Throughout the entries below, report every line where "bare" is found.

• **ENTRIES SHOWN**:
=== Section Start ===
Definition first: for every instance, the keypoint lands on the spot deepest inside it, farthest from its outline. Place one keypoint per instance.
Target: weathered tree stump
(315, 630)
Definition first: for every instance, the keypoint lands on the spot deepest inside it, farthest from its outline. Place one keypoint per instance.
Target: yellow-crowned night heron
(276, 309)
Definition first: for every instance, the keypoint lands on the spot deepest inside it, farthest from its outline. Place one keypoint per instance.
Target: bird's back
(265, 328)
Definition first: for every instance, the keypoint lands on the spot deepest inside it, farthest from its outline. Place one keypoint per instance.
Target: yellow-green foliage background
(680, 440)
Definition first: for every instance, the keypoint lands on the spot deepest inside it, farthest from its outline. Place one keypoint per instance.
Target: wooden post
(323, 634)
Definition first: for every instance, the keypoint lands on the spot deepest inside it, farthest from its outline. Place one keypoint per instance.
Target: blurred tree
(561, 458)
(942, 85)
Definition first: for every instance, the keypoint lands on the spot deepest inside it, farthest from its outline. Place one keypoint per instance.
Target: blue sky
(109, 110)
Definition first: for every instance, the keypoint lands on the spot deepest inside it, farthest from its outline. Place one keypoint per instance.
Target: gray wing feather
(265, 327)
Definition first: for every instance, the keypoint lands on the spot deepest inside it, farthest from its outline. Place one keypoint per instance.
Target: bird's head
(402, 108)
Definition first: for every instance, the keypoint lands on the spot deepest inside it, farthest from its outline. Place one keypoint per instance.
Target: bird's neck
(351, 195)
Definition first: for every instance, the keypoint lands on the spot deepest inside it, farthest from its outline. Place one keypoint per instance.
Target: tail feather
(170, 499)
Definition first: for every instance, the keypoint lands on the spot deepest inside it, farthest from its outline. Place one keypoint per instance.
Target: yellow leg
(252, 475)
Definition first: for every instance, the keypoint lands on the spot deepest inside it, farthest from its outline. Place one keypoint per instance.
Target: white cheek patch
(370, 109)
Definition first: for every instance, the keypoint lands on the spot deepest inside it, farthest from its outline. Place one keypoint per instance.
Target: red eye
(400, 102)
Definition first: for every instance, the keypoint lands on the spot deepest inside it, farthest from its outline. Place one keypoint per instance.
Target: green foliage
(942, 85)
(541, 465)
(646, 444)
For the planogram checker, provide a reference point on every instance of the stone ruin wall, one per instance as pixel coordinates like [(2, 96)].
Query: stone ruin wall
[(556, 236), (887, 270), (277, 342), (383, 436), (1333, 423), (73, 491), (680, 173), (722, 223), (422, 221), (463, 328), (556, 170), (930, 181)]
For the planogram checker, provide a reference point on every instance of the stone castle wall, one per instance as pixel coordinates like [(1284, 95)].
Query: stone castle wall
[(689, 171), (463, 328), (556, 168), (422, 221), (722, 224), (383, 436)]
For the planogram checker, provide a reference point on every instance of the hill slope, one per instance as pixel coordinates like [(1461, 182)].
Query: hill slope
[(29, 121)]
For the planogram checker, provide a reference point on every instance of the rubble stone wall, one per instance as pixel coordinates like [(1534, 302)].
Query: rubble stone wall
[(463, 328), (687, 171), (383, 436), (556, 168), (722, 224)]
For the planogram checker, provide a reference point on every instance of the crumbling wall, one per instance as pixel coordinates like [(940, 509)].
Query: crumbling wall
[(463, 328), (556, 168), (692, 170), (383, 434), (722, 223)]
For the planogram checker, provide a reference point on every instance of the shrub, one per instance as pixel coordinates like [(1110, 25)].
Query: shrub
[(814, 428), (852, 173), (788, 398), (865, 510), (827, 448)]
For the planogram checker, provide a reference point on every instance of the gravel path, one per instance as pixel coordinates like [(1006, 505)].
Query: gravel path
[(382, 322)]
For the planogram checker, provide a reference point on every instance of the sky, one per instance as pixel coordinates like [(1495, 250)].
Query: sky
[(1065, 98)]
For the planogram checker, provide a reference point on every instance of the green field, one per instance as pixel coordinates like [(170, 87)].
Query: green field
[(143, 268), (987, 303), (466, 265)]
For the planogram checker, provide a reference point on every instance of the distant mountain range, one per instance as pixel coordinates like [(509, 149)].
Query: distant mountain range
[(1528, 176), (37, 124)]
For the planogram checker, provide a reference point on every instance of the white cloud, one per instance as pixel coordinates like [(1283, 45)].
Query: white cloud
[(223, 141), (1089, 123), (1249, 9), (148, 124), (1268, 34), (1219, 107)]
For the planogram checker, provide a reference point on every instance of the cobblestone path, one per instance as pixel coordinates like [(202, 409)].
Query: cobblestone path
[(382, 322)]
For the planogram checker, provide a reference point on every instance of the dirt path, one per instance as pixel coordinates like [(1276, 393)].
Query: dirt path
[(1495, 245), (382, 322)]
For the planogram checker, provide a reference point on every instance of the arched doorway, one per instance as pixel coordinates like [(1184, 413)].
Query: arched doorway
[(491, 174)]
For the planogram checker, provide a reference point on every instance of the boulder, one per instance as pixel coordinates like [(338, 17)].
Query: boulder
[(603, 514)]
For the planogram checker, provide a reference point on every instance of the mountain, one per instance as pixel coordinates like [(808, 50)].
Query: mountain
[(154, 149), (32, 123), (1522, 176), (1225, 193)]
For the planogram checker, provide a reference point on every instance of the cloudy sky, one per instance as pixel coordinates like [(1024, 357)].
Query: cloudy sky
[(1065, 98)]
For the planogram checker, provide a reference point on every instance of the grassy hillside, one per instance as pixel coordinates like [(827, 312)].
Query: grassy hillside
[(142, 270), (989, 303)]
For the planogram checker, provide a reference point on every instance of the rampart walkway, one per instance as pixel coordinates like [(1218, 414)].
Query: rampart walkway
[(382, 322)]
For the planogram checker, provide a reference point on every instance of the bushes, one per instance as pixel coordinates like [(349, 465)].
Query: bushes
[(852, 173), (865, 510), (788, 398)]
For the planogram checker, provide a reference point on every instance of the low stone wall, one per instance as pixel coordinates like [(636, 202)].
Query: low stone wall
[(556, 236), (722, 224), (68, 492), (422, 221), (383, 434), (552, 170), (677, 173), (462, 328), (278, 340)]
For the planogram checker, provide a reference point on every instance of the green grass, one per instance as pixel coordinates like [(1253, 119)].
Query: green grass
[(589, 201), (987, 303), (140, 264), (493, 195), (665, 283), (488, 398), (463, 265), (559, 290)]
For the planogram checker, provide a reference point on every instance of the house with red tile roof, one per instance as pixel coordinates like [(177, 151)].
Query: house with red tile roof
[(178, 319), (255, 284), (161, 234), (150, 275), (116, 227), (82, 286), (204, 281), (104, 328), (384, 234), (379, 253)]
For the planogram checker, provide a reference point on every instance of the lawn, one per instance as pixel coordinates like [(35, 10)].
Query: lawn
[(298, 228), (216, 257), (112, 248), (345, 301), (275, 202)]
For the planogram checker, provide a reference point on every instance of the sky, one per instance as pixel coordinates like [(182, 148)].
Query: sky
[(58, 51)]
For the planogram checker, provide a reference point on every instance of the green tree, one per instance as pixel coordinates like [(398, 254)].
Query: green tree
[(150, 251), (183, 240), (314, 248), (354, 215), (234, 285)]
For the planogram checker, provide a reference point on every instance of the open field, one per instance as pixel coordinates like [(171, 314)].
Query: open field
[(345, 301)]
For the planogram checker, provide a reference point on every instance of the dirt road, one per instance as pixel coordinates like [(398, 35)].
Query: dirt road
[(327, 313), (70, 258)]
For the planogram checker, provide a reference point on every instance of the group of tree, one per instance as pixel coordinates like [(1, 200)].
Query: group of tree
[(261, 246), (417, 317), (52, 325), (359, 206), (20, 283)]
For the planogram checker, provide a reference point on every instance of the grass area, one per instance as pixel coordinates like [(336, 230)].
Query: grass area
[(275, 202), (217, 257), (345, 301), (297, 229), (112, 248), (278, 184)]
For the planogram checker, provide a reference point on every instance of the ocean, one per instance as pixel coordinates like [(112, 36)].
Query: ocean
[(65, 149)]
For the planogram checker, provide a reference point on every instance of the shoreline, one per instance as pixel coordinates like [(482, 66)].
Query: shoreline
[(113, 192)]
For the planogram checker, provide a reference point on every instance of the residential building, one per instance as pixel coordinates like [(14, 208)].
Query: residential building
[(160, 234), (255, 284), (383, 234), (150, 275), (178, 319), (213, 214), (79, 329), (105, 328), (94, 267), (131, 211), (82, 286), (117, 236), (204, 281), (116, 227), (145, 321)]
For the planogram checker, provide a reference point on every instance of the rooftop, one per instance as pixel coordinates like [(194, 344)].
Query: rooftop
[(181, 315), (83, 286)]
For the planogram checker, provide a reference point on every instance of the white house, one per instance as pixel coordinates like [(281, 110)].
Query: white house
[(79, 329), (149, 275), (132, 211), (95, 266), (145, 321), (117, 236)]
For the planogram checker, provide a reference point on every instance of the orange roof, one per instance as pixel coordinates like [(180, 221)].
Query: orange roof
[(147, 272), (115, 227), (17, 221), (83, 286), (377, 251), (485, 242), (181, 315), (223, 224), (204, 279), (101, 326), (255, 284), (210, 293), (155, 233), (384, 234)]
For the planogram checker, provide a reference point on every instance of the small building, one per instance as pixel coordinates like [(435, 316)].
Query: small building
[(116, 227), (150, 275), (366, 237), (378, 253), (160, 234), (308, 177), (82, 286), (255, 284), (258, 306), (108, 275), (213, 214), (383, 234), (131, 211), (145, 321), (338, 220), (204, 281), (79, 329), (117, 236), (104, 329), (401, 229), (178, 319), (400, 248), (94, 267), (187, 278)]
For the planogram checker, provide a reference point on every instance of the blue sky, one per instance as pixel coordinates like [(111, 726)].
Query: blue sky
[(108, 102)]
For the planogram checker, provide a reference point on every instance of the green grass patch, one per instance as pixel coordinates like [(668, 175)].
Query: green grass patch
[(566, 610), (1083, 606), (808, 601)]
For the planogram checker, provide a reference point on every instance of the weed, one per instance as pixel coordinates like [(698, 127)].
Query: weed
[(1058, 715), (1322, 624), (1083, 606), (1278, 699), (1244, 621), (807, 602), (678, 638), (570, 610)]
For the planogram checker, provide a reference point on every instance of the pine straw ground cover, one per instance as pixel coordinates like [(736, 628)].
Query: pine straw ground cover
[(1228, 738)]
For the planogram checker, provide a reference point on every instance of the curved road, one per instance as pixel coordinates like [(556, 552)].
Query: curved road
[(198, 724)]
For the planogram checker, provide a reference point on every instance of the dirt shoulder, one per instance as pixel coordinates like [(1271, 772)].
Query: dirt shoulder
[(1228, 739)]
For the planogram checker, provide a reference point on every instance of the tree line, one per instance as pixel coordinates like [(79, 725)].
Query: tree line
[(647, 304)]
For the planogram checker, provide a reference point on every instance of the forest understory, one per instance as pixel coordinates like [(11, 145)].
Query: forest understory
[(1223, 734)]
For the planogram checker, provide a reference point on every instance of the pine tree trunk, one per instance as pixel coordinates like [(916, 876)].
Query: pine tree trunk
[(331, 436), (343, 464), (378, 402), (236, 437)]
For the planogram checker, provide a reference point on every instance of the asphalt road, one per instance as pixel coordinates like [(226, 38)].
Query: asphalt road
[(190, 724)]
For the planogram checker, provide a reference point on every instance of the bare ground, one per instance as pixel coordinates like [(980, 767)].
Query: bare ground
=== Section End ===
• **RESULT OF THIS EXERCISE**:
For the planogram checker, provide a reference point on every instance of the bare ground, one per instance as pixel coordinates like [(980, 767)].
Query: bare ground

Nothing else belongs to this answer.